**TASK DIRECTIONS:**
Reproduce the entries below word for word, keeping every line in the same order.

**DATA SUPPLIED:**
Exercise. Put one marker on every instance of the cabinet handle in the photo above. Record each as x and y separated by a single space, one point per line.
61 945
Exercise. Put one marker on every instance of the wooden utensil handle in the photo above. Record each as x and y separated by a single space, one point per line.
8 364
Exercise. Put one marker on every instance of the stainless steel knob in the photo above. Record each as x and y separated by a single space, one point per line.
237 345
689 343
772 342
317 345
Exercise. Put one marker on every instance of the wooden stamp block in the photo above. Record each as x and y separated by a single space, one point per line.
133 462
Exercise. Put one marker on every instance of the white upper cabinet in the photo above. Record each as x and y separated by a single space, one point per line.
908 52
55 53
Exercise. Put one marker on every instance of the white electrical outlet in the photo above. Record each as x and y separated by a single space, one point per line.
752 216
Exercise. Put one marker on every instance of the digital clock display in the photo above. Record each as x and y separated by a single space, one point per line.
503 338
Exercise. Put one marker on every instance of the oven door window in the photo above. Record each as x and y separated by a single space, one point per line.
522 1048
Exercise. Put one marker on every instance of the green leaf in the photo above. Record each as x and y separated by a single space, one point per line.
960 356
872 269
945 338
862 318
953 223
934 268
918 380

**RESPONSE:**
Exercise. Put one marker on every instance of the cabinet handle in the photo above. Record each as x and y separated by a single space, one point per line.
61 945
Exercise. Put one marker on every instance of the wooden utensil handle in the photo above. Record each as x and y separated by a single space, one point per line.
8 364
Exercise. Put one marker on every instance of the stainless steel knob in the photo above. Record each as x and y separated by a single space, one point per line.
237 345
689 343
772 342
317 345
Exercise. Put one marker on every instance of the wooden stamp block in the photo above. Record each as x and y separated by a single space, one point per line.
133 462
Exercise. Put one marker on every instance of the white upper cabinet in the photo above. Record each as x and y separated by a single space, one point per line.
908 52
55 53
Exercise. Put one marker on every instance of the white electrical outlet in the photo above. Record each as x and y separated by a single space, one point per line.
752 216
Exercise. Put one marker on every instance of the digital clock display in the photo above. Record each as x and y separated by a single space, one point per line.
503 338
Exercise. Put one marker on every instance of the oven door window in the photo above. Record each as x and y separated by a single space, one point per line.
522 1048
Exercise. Put one marker on every instance of the green leaf in the photo above. Record each as x and y separated by a single space, one point per line.
960 356
872 269
945 338
862 318
953 223
934 268
918 380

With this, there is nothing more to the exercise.